> Task description: Every line in the data below that has the word "image" should be returned.

> Data provided:
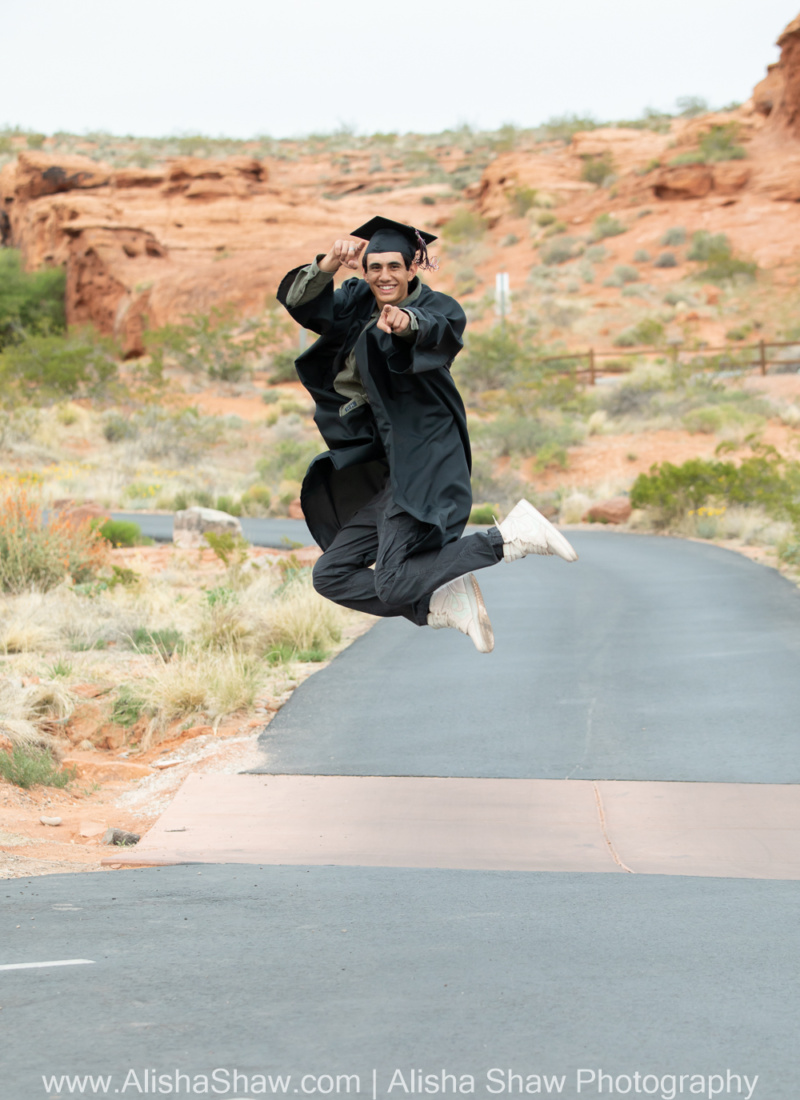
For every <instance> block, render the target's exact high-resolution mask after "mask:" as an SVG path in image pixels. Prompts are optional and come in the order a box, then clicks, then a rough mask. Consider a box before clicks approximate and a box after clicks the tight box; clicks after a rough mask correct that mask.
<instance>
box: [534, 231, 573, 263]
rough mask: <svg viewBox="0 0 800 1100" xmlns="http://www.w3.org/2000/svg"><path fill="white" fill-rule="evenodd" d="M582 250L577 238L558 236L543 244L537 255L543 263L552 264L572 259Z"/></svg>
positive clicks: (565, 262)
mask: <svg viewBox="0 0 800 1100" xmlns="http://www.w3.org/2000/svg"><path fill="white" fill-rule="evenodd" d="M582 251H583V245H582V243H581V242H580V241H579V240H578V239H577V238H574V237H559V238H558V239H557V240H552V241H548V242H547V243H545V244H543V245H541V249H540V250H539V256H540V257H541V262H543V264H547V265H548V266H552V265H554V264H565V263H567V261H568V260H574V257H576V256H579V255H580V254H581V252H582Z"/></svg>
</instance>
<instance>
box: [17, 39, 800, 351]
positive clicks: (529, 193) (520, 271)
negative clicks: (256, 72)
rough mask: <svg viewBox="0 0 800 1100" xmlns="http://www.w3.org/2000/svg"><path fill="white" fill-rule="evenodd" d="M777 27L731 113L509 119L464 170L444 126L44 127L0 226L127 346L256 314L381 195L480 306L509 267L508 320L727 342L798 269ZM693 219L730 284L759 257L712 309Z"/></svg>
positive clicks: (788, 299)
mask: <svg viewBox="0 0 800 1100" xmlns="http://www.w3.org/2000/svg"><path fill="white" fill-rule="evenodd" d="M779 44H780V46H781V58H780V62H779V63H778V64H776V65H774V66H771V67H770V70H769V73H768V74H767V77H766V78H765V79H764V80H763V81H761V83H760V84H759V85H758V86H757V87H756V89H755V91H754V95H753V97H752V99H750V100H748V102H747V103H745V105H743V106H742V107H739V108H737V109H735V110H732V111H726V112H717V113H704V114H700V116H698V117H690V118H672V119H669V118H666V117H651V118H650V119H645V120H644V121H642V122H640V123H638V124H627V125H617V127H604V128H595V129H591V130H583V131H578V132H574V133H571V134H568V135H566V136H554V138H551V139H550V140H545V141H541V140H531V139H530V136H529V135H526V134H525V133H517V134H516V135H514V134H512V135H511V136H509V138H508V139H507V140H505V141H500V140H498V141H496V142H495V143H494V151H493V152H492V153H491V155H489V156H486V157H484V161H483V162H482V175H481V176H480V178H479V179H475V180H473V182H470V175H471V174H472V175H473V176H474V175H476V174H475V173H474V167H475V163H476V162H475V156H474V151H473V150H471V149H470V147H469V143H464V142H456V141H450V142H448V141H447V140H442V141H440V142H438V143H436V144H434V143H431V142H430V141H428V142H426V141H424V140H423V139H420V143H419V145H418V147H416V149H415V147H414V142H413V141H412V143H410V145H409V139H408V138H406V139H403V141H402V142H398V140H397V139H396V138H395V136H394V135H376V136H375V138H374V139H372V140H371V141H364V140H359V141H355V140H353V142H352V147H342V146H341V142H339V143H338V147H337V149H331V150H325V149H324V147H321V146H320V143H319V142H318V141H317V142H314V141H309V142H308V143H306V145H305V146H304V145H303V144H297V143H295V145H294V146H293V147H292V149H291V150H288V151H286V150H283V151H281V152H280V154H276V155H272V156H265V157H264V156H262V157H256V156H250V155H242V156H228V157H224V158H211V157H199V156H177V157H166V158H163V160H162V161H161V162H160V163H154V164H152V165H151V166H149V167H136V166H135V165H132V164H129V165H127V166H123V167H120V166H119V165H114V164H111V163H105V162H103V161H101V160H98V151H97V149H92V143H91V142H90V141H88V142H86V143H85V144H86V152H87V153H89V154H91V155H80V154H75V153H63V152H58V151H54V150H56V146H57V142H56V141H55V140H54V139H52V140H43V141H42V142H40V144H41V145H42V147H41V149H37V150H32V149H24V150H22V149H20V150H19V151H18V155H17V156H15V158H14V160H11V161H10V162H9V163H7V164H6V166H4V167H3V169H2V172H0V200H1V201H2V210H3V211H4V215H6V227H4V232H6V238H7V243H9V244H11V245H13V246H15V248H19V249H21V250H22V253H23V256H24V260H25V263H26V265H28V266H29V267H31V268H33V267H39V266H42V265H47V264H65V265H66V268H67V318H68V321H69V322H70V323H83V322H87V321H89V322H91V323H92V324H95V326H96V327H97V328H98V329H99V330H100V331H101V332H103V333H107V334H116V335H117V337H118V339H119V340H120V342H121V344H122V346H123V349H124V353H125V354H127V355H128V356H135V355H139V354H141V353H142V352H143V350H144V349H143V341H142V332H143V328H144V327H145V324H146V326H149V327H151V328H158V327H161V326H163V324H165V323H168V322H174V321H177V320H179V319H180V318H182V317H185V316H186V315H188V313H197V312H208V311H209V310H210V309H211V308H212V307H215V306H219V305H222V304H228V303H230V304H232V305H233V306H234V308H235V309H237V310H238V311H239V312H241V313H242V315H245V313H253V312H257V311H260V310H261V309H263V308H264V305H265V304H266V303H267V301H269V300H270V299H271V297H272V296H273V295H274V292H275V287H276V285H277V282H278V279H280V277H281V275H282V274H283V273H284V272H285V271H286V270H288V268H289V267H291V266H293V265H295V264H297V263H300V262H303V261H306V260H307V259H309V257H310V256H311V255H314V253H315V252H317V251H318V250H319V249H320V248H325V246H327V244H328V242H330V241H331V240H332V239H333V238H335V237H336V235H339V234H342V233H344V232H347V231H348V230H349V229H351V228H352V227H353V226H354V224H358V223H359V222H360V221H362V220H363V219H364V218H365V217H368V216H370V215H372V213H374V212H379V211H380V212H382V213H384V215H386V216H388V217H392V218H396V219H399V220H404V221H408V222H414V223H416V224H424V226H428V227H432V228H435V229H438V230H439V232H440V233H441V238H442V241H441V251H442V253H443V260H445V262H443V263H442V267H441V271H440V272H439V273H438V274H436V275H434V276H431V282H432V283H434V285H436V286H437V287H439V288H440V289H445V290H450V292H454V293H457V294H458V295H459V297H460V298H462V299H463V300H465V301H468V303H471V304H472V317H473V319H474V320H478V321H480V318H481V316H482V315H483V313H487V311H489V306H490V294H491V290H492V289H493V286H494V274H495V273H496V272H497V271H501V270H505V271H507V272H508V273H509V276H511V284H512V292H513V296H514V309H515V316H516V317H517V319H519V320H524V321H526V322H528V323H533V324H535V326H537V327H538V329H539V331H540V334H541V337H543V339H544V340H548V341H555V342H556V343H557V344H558V345H559V346H565V345H566V346H570V348H578V346H581V348H583V346H585V345H587V344H589V343H591V344H594V345H595V346H601V348H602V346H603V345H606V346H611V345H613V344H614V343H615V342H617V341H618V339H620V337H621V334H622V333H624V332H626V331H634V332H636V331H638V333H639V334H638V337H636V335H635V337H634V338H633V342H634V343H648V342H650V341H648V340H647V339H644V338H645V337H646V335H647V332H648V331H649V332H650V333H651V332H653V331H655V330H653V326H651V324H650V328H649V330H648V328H647V324H645V327H644V328H642V327H640V326H642V323H643V321H648V320H649V321H654V320H655V323H656V324H658V326H660V334H661V335H664V334H665V328H666V335H667V338H669V337H671V338H672V341H673V342H695V343H697V342H700V341H704V342H705V343H709V342H712V343H714V342H720V341H723V340H725V339H726V338H727V335H728V334H730V332H731V330H732V328H733V330H734V331H735V328H736V323H737V318H738V319H739V320H741V321H743V322H744V321H746V322H747V323H748V324H749V326H750V328H752V327H753V326H754V324H755V327H756V328H760V329H761V330H763V333H764V334H766V335H780V334H783V333H785V332H786V330H787V329H788V328H789V327H790V318H791V317H792V316H793V308H794V300H796V295H794V294H793V292H792V288H794V287H797V285H798V268H799V265H800V17H798V19H796V20H794V21H793V22H792V23H790V24H789V26H788V27H787V29H786V30H785V31H783V33H782V34H781V36H780V38H779ZM22 143H23V140H22V139H20V141H19V142H18V143H17V144H18V145H19V144H22ZM129 144H130V142H129ZM504 145H505V146H507V147H506V150H505V151H503V146H504ZM401 146H402V147H401ZM15 151H17V150H15ZM697 233H704V234H711V235H712V237H714V238H715V239H716V241H717V244H719V241H720V234H723V235H724V239H725V240H724V242H723V244H724V248H723V252H725V250H726V255H727V260H728V268H727V271H726V274H727V275H730V276H732V277H731V279H730V281H728V283H727V284H725V281H724V278H723V279H722V283H723V286H726V288H727V290H728V292H730V290H731V288H734V289H735V288H736V287H737V286H739V287H742V286H743V284H744V283H745V282H746V279H742V281H739V283H738V284H737V282H736V279H735V278H734V277H733V276H735V275H736V274H742V275H743V276H749V277H750V282H752V276H753V275H754V274H755V273H756V272H757V273H758V276H759V277H758V285H757V286H754V287H752V288H750V289H749V290H747V289H746V288H745V289H742V292H741V293H739V294H730V293H728V295H727V299H726V300H727V303H728V305H727V308H725V309H721V308H720V289H719V287H717V286H715V285H714V284H720V282H721V279H720V278H715V277H714V275H713V272H710V273H709V277H708V278H706V279H704V278H703V272H704V271H705V270H706V268H704V267H703V266H702V262H701V261H703V260H705V261H708V260H709V255H703V254H702V248H701V249H700V250H699V251H698V249H697V248H694V250H693V251H692V242H693V240H694V238H695V234H697ZM717 251H719V249H717ZM706 252H708V250H706ZM717 259H719V256H717ZM731 263H733V266H730V265H731ZM753 265H755V267H754V266H753ZM724 274H725V273H723V275H724ZM690 281H691V282H690ZM676 287H677V289H675V288H676ZM665 307H666V308H665ZM637 326H639V329H638V330H637ZM748 331H749V330H748ZM639 337H640V338H642V339H639ZM623 342H624V341H623ZM631 342H632V338H628V339H627V343H628V344H629V343H631Z"/></svg>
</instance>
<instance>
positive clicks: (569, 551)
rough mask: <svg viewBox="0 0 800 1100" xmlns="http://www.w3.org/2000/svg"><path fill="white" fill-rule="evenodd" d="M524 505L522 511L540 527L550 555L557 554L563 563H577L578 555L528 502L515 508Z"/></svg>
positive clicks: (526, 500) (544, 518) (562, 537)
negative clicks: (566, 561) (526, 512)
mask: <svg viewBox="0 0 800 1100" xmlns="http://www.w3.org/2000/svg"><path fill="white" fill-rule="evenodd" d="M520 505H524V510H525V511H527V513H528V514H529V515H530V516H533V517H534V518H535V519H536V521H537V522H538V525H539V527H541V529H543V532H544V535H545V538H546V540H547V547H548V549H549V551H550V552H551V553H556V554H558V557H559V558H563V560H565V561H578V554H577V553H576V551H574V548H573V547H572V546H571V544H570V542H568V540H567V539H566V538H565V537H563V535H562V533H561V532H560V531H559V530H558V529H557V528H555V527H554V526H552V524H551V522H550V520H549V519H547V518H546V517H545V516H543V515H541V513H540V511H539V510H538V509H537V508H535V507H534V506H533V504H530V502H529V500H520V502H519V504H518V505H517V508H518V507H519V506H520Z"/></svg>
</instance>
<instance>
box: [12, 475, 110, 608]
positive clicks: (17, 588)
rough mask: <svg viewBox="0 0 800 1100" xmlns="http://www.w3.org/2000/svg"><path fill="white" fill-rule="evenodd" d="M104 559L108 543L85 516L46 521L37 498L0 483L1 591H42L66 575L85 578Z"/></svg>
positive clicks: (23, 591)
mask: <svg viewBox="0 0 800 1100" xmlns="http://www.w3.org/2000/svg"><path fill="white" fill-rule="evenodd" d="M107 560H108V543H107V541H106V539H103V537H102V536H101V535H100V532H99V531H97V530H96V529H95V528H94V527H92V526H91V524H90V522H89V520H86V521H85V522H81V524H74V522H70V521H69V519H68V518H67V517H65V516H62V515H55V516H51V517H50V519H48V521H47V522H45V520H44V517H43V509H42V505H41V502H40V500H37V499H36V498H35V497H33V496H32V495H31V494H30V493H29V492H28V491H26V489H25V488H23V487H21V486H19V485H13V484H8V483H7V484H4V485H3V484H2V483H0V591H3V592H24V591H25V590H26V588H40V590H41V591H45V592H46V591H47V590H48V588H52V587H55V585H56V584H61V582H62V581H64V580H65V577H67V576H70V577H72V579H73V581H75V582H76V583H80V582H84V581H89V580H91V579H92V577H94V576H95V575H96V574H97V572H98V570H99V569H100V568H101V565H103V564H105V563H106V562H107Z"/></svg>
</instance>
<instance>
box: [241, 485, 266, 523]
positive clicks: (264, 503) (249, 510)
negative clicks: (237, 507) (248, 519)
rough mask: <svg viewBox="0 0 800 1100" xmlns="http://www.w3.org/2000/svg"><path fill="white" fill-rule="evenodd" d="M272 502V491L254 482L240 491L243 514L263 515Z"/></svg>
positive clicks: (250, 514)
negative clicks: (242, 492) (240, 493)
mask: <svg viewBox="0 0 800 1100" xmlns="http://www.w3.org/2000/svg"><path fill="white" fill-rule="evenodd" d="M271 504H272V491H271V489H270V487H269V486H267V485H264V484H263V483H262V482H256V483H255V484H254V485H251V486H250V487H249V488H246V489H245V491H244V492H243V493H242V499H241V509H242V513H243V514H244V515H245V516H265V515H266V514H267V511H269V509H270V505H271Z"/></svg>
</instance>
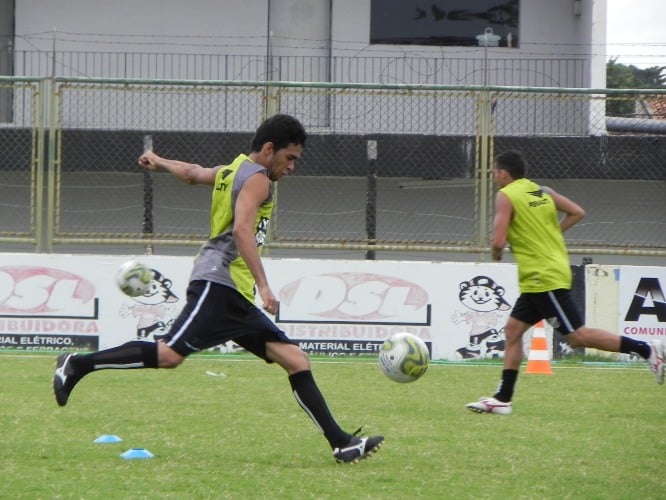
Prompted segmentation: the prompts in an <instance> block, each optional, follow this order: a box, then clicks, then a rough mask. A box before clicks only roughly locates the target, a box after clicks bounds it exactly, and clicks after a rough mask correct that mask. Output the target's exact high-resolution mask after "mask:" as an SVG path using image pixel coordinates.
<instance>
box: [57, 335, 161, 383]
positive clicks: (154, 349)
mask: <svg viewBox="0 0 666 500" xmlns="http://www.w3.org/2000/svg"><path fill="white" fill-rule="evenodd" d="M70 359H71V363H72V366H73V367H74V369H75V370H76V371H77V372H79V373H80V374H81V375H85V374H86V373H90V372H92V371H96V370H104V369H109V368H115V369H129V368H157V343H156V342H145V341H141V340H132V341H130V342H126V343H124V344H122V345H120V346H118V347H112V348H110V349H105V350H103V351H97V352H93V353H91V354H79V355H77V356H72V357H71V358H70Z"/></svg>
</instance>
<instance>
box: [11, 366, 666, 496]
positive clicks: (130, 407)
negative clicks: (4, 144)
mask: <svg viewBox="0 0 666 500" xmlns="http://www.w3.org/2000/svg"><path fill="white" fill-rule="evenodd" d="M54 357H55V356H54V355H35V356H28V355H15V354H2V355H0V380H2V392H1V396H0V400H1V404H0V408H1V410H0V411H2V420H1V429H2V430H1V434H0V435H1V436H2V448H1V450H2V451H0V462H1V463H2V473H1V474H2V481H1V487H0V497H2V498H45V499H47V498H86V499H87V498H98V499H102V498H104V499H116V498H132V499H135V498H178V499H181V498H193V499H199V498H238V499H252V498H274V499H282V498H287V499H292V498H293V499H304V498H316V499H326V498H336V499H337V498H340V499H346V498H369V499H375V498H379V499H383V498H386V499H401V498H428V499H431V498H432V499H434V498H456V499H464V498H491V499H495V498H497V499H505V498H534V499H544V498H553V499H563V498H575V499H578V498H580V499H634V498H644V499H646V498H652V499H664V498H666V473H665V470H666V468H665V465H666V411H665V410H666V386H658V385H657V384H656V383H655V381H654V378H653V376H652V374H651V373H650V372H649V371H648V369H647V365H641V366H640V368H638V367H626V368H602V367H587V366H583V365H581V364H578V365H576V364H570V365H559V364H558V365H556V366H554V371H555V375H553V376H548V375H526V374H521V377H520V379H519V382H518V389H517V395H516V398H515V399H514V405H515V408H514V413H513V415H511V416H509V417H503V416H497V415H478V414H474V413H472V412H469V411H467V410H465V409H464V406H465V404H466V403H468V402H470V401H472V400H475V399H476V398H478V397H480V396H482V395H490V394H492V392H493V389H494V388H495V386H496V383H497V380H498V377H499V374H500V370H501V367H500V365H496V364H492V365H490V364H487V365H476V366H461V365H455V364H434V365H432V366H431V367H430V368H429V370H428V372H427V373H426V375H425V376H424V378H423V379H421V380H419V381H417V382H416V383H413V384H405V385H401V384H396V383H393V382H391V381H389V380H388V379H386V378H385V377H384V375H382V374H381V373H380V372H379V370H378V368H377V366H376V364H375V363H374V361H373V360H357V361H342V362H331V361H327V360H317V359H314V360H313V370H314V374H315V378H316V379H317V381H318V382H319V385H320V387H321V389H322V391H323V392H324V394H325V396H326V397H327V399H328V402H329V405H330V407H331V410H332V411H333V413H334V415H335V416H336V418H337V419H338V421H339V422H340V423H341V424H342V425H343V427H344V428H346V429H347V430H349V431H354V430H355V429H356V428H357V427H359V426H360V425H364V426H365V429H364V430H365V432H367V433H381V434H383V435H385V437H386V442H385V444H384V446H383V447H382V449H381V450H380V452H379V453H378V454H376V455H374V456H373V457H371V458H370V459H368V460H364V461H362V462H360V463H359V464H355V465H347V464H344V465H342V464H336V463H335V462H334V460H333V458H332V456H331V452H330V450H329V448H328V446H327V443H326V441H325V440H324V438H323V437H322V436H321V435H320V434H319V433H318V431H317V430H316V428H315V426H314V425H313V424H312V422H311V421H310V420H309V418H308V417H307V416H306V414H305V413H304V412H303V411H302V410H301V409H300V407H299V406H298V405H297V404H296V402H295V401H294V399H293V396H292V394H291V391H290V387H289V384H288V381H287V380H286V377H285V375H284V374H283V372H282V371H281V370H280V369H279V368H278V367H276V366H268V365H266V364H264V363H263V362H261V361H258V360H254V359H251V358H247V357H245V356H238V355H234V356H227V357H224V356H222V357H213V356H204V355H202V356H195V357H192V358H191V359H189V360H188V361H186V362H185V363H184V364H183V365H182V366H181V367H179V368H177V369H176V370H172V371H167V370H130V371H111V370H107V371H104V372H98V373H93V374H91V375H90V376H89V377H87V378H86V379H84V380H83V381H82V382H81V383H80V385H79V386H77V388H76V389H75V390H74V392H73V393H72V396H71V398H70V401H69V404H68V405H67V406H66V407H65V408H60V407H58V406H57V405H56V403H55V401H54V399H53V396H52V394H51V378H52V374H53V364H54ZM207 372H212V373H214V374H216V375H215V376H213V375H209V374H207ZM220 374H224V375H220ZM102 434H115V435H118V436H120V437H121V438H122V439H123V441H122V442H121V443H114V444H95V443H93V441H94V440H95V438H97V437H98V436H100V435H102ZM130 448H145V449H147V450H149V451H150V452H152V453H153V454H154V455H155V457H154V458H152V459H143V460H125V459H122V458H120V454H121V453H123V452H124V451H126V450H128V449H130Z"/></svg>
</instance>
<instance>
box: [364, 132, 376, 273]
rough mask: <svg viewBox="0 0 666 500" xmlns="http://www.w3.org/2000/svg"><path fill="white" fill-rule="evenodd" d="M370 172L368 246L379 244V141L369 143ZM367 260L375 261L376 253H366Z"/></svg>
mask: <svg viewBox="0 0 666 500" xmlns="http://www.w3.org/2000/svg"><path fill="white" fill-rule="evenodd" d="M367 150H368V171H367V184H366V186H367V192H366V195H367V196H366V205H365V234H366V236H365V237H366V242H367V244H368V245H375V244H376V243H377V141H368V143H367ZM365 258H366V260H375V251H374V250H366V251H365Z"/></svg>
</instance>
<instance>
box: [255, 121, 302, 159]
mask: <svg viewBox="0 0 666 500" xmlns="http://www.w3.org/2000/svg"><path fill="white" fill-rule="evenodd" d="M307 138H308V134H307V132H305V128H304V127H303V125H302V124H301V122H299V121H298V120H297V119H296V118H294V117H293V116H289V115H283V114H278V115H273V116H271V117H270V118H267V119H266V120H264V121H263V122H262V123H261V125H259V128H257V131H256V132H255V133H254V137H253V138H252V144H251V147H252V152H253V153H254V152H257V151H261V148H262V147H263V145H264V144H266V143H267V142H272V143H273V147H274V148H275V151H278V150H279V149H282V148H286V147H287V146H289V144H296V145H302V146H303V147H305V140H306V139H307Z"/></svg>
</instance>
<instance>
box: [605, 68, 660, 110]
mask: <svg viewBox="0 0 666 500" xmlns="http://www.w3.org/2000/svg"><path fill="white" fill-rule="evenodd" d="M664 70H666V66H652V67H650V68H645V69H640V68H637V67H636V66H633V65H631V66H626V65H624V64H618V63H617V59H611V60H610V61H609V62H608V63H607V64H606V87H607V88H609V89H657V88H664V87H666V74H665V72H664ZM635 112H636V98H635V97H634V96H626V97H622V96H621V95H614V96H613V97H612V98H609V99H607V100H606V115H608V116H629V117H631V116H634V114H635Z"/></svg>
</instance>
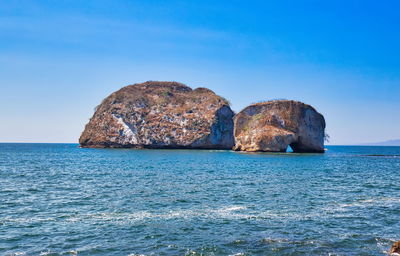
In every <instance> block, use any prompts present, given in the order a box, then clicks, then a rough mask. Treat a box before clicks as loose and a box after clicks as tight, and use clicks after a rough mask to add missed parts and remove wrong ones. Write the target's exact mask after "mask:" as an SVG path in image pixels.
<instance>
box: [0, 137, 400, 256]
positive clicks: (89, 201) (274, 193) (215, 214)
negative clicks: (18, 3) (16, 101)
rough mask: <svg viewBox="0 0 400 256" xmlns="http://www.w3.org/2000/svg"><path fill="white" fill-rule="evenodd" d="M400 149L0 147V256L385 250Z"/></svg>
mask: <svg viewBox="0 0 400 256" xmlns="http://www.w3.org/2000/svg"><path fill="white" fill-rule="evenodd" d="M399 174H400V147H341V146H330V147H328V151H327V152H326V154H294V153H288V154H268V153H238V152H231V151H213V150H134V149H82V148H78V145H76V144H0V255H385V254H386V252H387V250H388V249H389V248H390V245H391V244H392V243H393V242H394V241H396V240H400V183H399Z"/></svg>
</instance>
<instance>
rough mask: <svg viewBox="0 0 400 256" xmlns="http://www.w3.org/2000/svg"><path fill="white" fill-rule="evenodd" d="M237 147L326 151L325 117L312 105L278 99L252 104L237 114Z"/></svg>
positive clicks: (259, 148) (236, 144)
mask: <svg viewBox="0 0 400 256" xmlns="http://www.w3.org/2000/svg"><path fill="white" fill-rule="evenodd" d="M234 136H235V146H234V150H237V151H266V152H286V150H287V148H288V146H289V145H290V146H291V148H292V149H293V151H294V152H302V153H305V152H318V153H323V152H324V136H325V119H324V117H323V116H322V115H321V114H320V113H318V112H317V111H316V110H315V109H314V108H313V107H311V106H310V105H307V104H304V103H302V102H298V101H292V100H275V101H267V102H262V103H256V104H253V105H250V106H248V107H246V108H245V109H243V110H242V111H241V112H239V113H238V114H237V115H236V116H235V117H234Z"/></svg>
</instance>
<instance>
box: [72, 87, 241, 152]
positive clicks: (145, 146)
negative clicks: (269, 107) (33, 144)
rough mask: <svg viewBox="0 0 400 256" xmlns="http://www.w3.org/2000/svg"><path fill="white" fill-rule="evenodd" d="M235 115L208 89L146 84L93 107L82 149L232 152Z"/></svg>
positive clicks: (133, 87)
mask: <svg viewBox="0 0 400 256" xmlns="http://www.w3.org/2000/svg"><path fill="white" fill-rule="evenodd" d="M232 117H233V112H232V110H231V109H230V107H229V103H228V102H227V101H226V100H225V99H224V98H222V97H219V96H217V95H216V94H215V93H214V92H212V91H211V90H209V89H206V88H197V89H195V90H192V89H191V88H190V87H188V86H186V85H184V84H180V83H177V82H145V83H142V84H134V85H129V86H126V87H124V88H122V89H120V90H119V91H116V92H114V93H112V94H111V95H110V96H108V97H107V98H106V99H104V100H103V102H102V103H101V104H100V105H99V106H98V107H97V108H96V111H95V113H94V115H93V117H92V118H91V119H90V121H89V123H88V124H87V125H86V127H85V130H84V131H83V133H82V135H81V137H80V139H79V143H80V144H81V146H82V147H116V148H119V147H136V148H213V149H231V148H232V147H233V144H234V138H233V120H232Z"/></svg>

> Problem solution:
For every <instance> block, render the target's exact high-resolution mask after "mask:" as an SVG path in image pixels. Prompts are optional and come in the order a box, then clicks, then a rough mask. Consider a box before clicks approximate and a box after clicks the tight box; clicks after a rough mask correct that mask.
Prompted segmentation: the prompts in an <instance> block, each optional, follow this order: a box, then clicks, then a rough mask. A box before clicks only roughly locates the target, a box after clicks bounds it exactly, and clicks after a rough mask correct that mask. Output the target's exact high-resolution mask after "mask:" as an SVG path using image pixel coordinates.
In every <instance> block, use any prompts present, given in the order a box, then clicks, then a rough mask. Treat a box before clicks as loose and a box after clicks as tight, and use clicks after a rough mask to add missed parts and remove wrong ones. Write the target's exact mask after "mask:" as an SVG path in image pixels.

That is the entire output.